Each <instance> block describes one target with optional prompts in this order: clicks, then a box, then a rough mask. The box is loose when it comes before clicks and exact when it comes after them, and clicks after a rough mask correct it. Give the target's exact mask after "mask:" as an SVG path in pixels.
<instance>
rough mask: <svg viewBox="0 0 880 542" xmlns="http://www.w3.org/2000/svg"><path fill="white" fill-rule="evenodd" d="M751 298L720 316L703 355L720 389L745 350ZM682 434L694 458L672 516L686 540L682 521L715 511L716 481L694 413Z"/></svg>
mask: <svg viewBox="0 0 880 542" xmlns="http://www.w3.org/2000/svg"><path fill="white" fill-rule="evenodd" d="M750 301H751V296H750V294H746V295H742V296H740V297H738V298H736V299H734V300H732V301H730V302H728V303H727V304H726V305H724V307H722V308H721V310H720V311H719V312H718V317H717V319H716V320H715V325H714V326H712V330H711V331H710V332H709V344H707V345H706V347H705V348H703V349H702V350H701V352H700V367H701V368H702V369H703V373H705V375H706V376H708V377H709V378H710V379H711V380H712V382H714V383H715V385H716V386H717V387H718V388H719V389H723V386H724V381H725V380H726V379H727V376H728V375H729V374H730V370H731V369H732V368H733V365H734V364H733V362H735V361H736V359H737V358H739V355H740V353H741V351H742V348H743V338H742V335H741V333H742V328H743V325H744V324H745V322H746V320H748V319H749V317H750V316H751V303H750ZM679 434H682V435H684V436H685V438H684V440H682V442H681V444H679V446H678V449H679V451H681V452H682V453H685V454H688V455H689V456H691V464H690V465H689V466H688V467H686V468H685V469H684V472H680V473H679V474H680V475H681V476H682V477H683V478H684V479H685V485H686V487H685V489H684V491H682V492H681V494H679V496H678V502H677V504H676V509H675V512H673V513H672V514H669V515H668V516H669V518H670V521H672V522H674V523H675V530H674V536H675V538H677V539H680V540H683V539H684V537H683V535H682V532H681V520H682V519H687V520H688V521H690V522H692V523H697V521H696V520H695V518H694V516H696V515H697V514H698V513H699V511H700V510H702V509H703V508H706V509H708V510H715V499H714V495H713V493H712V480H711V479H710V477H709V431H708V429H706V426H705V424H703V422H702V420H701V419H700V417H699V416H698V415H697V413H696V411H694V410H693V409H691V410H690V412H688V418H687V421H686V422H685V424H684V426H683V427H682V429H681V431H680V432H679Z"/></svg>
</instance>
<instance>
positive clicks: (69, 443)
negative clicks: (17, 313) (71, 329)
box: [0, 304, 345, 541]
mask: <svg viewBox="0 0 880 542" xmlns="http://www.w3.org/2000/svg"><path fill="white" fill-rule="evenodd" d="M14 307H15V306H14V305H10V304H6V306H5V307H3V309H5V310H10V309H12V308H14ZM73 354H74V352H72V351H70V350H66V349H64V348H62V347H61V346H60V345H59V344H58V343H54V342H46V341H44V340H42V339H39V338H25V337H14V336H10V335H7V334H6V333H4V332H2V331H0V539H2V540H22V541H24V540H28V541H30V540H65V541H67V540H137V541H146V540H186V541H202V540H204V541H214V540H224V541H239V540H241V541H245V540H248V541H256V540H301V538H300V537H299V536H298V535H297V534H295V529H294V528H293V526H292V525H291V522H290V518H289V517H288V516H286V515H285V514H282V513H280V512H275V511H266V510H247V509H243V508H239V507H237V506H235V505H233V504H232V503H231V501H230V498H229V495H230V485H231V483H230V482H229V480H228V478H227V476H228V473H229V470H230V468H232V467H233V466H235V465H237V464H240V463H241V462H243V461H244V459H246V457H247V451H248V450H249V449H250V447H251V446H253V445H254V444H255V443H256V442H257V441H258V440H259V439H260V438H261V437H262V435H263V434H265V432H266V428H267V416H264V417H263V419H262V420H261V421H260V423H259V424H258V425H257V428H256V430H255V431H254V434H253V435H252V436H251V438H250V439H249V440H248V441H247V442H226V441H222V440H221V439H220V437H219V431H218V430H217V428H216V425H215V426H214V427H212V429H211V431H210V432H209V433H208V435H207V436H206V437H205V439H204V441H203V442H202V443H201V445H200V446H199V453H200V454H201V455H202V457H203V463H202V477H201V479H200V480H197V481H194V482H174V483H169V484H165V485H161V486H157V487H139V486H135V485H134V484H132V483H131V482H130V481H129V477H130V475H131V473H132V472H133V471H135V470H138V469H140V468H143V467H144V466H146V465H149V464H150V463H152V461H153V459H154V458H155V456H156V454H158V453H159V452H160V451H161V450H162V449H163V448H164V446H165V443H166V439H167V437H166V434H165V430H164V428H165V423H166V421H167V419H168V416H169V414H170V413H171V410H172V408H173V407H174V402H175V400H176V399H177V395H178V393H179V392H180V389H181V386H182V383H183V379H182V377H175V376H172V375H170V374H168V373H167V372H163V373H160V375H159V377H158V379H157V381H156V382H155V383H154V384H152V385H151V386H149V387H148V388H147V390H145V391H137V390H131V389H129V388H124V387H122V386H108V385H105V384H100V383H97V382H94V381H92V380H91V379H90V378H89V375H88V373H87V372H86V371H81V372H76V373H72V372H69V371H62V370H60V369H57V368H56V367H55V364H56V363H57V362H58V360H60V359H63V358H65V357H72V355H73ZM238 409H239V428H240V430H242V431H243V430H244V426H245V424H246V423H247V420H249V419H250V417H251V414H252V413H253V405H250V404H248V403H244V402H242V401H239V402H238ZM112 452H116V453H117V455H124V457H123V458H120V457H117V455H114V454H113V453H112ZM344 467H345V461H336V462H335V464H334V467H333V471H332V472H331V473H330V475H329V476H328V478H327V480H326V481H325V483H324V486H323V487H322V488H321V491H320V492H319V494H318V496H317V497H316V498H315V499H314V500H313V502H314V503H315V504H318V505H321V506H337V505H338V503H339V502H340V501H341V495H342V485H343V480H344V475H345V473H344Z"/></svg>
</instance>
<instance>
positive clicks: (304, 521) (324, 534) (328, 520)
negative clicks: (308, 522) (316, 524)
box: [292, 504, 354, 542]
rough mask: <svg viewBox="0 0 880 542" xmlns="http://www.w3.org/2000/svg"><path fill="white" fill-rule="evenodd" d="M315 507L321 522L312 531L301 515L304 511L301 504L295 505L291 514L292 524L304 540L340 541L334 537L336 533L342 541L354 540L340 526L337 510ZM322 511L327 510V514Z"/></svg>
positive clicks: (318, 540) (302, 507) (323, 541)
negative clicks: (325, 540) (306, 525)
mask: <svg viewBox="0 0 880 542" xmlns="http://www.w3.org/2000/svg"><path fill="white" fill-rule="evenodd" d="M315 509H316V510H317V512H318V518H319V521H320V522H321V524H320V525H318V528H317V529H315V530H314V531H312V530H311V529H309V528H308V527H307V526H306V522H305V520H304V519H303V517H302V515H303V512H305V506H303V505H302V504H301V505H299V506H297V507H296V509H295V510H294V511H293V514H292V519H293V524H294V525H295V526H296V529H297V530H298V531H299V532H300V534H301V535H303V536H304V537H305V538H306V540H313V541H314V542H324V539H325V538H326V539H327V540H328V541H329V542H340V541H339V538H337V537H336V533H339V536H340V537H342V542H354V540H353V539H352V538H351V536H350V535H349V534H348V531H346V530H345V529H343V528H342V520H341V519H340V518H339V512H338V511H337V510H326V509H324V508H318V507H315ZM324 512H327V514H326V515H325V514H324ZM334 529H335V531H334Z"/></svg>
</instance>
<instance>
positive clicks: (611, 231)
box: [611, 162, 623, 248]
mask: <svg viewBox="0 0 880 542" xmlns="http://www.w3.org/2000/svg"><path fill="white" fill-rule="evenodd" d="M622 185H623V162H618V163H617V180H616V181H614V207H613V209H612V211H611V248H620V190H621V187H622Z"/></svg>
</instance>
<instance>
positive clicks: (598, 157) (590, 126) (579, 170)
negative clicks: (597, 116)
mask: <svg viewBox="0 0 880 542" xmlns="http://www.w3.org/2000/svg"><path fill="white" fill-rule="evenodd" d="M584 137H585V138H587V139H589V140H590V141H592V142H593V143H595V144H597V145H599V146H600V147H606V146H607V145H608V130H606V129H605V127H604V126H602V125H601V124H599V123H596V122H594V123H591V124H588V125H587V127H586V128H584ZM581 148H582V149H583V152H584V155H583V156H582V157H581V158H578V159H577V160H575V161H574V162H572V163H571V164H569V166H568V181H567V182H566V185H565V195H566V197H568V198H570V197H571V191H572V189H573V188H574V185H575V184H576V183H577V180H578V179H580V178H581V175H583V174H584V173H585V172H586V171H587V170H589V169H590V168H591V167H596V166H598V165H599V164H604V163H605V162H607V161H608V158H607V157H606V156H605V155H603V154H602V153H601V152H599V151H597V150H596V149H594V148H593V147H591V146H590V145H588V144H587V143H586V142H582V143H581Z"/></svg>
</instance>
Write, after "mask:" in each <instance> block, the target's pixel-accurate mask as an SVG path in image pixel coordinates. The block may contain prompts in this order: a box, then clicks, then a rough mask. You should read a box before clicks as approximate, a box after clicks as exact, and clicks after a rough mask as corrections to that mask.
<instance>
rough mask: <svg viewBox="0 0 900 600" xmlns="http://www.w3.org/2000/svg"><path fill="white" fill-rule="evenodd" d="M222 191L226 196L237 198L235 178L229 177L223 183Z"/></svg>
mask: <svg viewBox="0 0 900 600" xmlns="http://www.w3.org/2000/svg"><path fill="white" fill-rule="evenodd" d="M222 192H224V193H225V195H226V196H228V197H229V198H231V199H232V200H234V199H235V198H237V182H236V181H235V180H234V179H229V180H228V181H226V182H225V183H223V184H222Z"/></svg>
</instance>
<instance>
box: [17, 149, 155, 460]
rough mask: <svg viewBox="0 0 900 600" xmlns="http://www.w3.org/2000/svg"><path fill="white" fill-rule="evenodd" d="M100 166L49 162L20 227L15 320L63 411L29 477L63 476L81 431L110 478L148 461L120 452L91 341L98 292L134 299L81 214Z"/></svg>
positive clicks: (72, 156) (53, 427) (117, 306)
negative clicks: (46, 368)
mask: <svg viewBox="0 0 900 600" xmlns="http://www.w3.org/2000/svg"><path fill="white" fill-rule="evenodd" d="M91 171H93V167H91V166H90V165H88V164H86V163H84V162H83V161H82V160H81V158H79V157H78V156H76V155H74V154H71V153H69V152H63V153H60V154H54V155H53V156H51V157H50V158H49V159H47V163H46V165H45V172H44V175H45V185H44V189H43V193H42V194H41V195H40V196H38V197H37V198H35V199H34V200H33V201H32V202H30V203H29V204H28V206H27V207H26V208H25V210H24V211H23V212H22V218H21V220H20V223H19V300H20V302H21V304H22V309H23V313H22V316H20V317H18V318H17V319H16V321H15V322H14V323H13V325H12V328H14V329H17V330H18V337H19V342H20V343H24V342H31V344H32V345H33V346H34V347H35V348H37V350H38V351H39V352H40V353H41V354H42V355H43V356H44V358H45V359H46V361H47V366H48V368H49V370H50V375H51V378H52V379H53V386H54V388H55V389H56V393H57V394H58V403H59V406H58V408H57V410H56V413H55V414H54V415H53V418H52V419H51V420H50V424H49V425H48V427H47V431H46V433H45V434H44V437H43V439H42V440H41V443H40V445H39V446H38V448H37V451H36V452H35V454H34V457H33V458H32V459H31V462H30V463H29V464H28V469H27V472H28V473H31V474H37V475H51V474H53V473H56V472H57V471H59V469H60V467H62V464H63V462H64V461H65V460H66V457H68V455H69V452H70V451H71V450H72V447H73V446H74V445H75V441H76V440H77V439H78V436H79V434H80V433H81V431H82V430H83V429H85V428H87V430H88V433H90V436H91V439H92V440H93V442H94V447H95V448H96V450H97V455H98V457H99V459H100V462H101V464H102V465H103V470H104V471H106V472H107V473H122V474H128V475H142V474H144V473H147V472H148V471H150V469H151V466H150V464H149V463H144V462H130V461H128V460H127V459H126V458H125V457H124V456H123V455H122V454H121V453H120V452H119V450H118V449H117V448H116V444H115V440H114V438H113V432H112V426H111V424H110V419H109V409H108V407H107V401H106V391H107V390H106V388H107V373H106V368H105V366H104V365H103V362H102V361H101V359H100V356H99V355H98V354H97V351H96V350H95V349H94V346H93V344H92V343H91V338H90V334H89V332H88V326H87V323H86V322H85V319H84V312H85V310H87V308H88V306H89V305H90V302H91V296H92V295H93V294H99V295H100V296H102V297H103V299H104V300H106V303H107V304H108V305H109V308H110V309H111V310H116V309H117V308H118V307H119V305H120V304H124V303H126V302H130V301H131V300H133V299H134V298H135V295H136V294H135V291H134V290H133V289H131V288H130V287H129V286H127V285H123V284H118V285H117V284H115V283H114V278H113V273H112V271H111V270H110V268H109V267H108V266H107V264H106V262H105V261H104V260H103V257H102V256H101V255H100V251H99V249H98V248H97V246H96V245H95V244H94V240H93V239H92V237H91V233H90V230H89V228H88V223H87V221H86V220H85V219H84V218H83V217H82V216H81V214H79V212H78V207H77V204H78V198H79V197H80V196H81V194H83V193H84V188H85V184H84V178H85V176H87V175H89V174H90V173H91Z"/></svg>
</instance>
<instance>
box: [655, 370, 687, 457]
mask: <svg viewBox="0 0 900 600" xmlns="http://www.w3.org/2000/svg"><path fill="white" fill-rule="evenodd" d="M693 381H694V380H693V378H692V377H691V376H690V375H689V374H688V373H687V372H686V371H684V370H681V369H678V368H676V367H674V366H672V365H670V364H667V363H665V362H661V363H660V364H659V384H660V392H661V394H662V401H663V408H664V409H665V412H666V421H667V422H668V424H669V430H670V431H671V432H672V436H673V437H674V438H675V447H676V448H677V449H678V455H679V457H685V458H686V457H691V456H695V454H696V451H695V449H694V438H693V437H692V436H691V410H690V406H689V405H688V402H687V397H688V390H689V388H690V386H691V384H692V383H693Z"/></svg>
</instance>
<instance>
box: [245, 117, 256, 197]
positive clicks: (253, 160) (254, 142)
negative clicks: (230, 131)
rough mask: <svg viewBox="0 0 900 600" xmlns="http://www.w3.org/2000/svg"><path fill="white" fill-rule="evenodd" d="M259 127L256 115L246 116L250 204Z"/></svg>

* * *

- TO DO -
Find every line in the listing that holds the string "this", then say how many there are as a bare number.

- ANSWER SECTION -
2